▸ EXERCISE PROMPT
Copy the data below, swapping "marker" for "dot" and leaving everything else unchanged.
==============================
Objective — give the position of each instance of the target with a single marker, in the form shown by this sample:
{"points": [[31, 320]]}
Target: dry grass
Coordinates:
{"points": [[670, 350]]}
==============================
▸ SOLUTION BELOW
Objective — give the position of each instance of the target with a single dot, in the form shown by this sample:
{"points": [[31, 320]]}
Target: dry grass
Coordinates:
{"points": [[670, 350]]}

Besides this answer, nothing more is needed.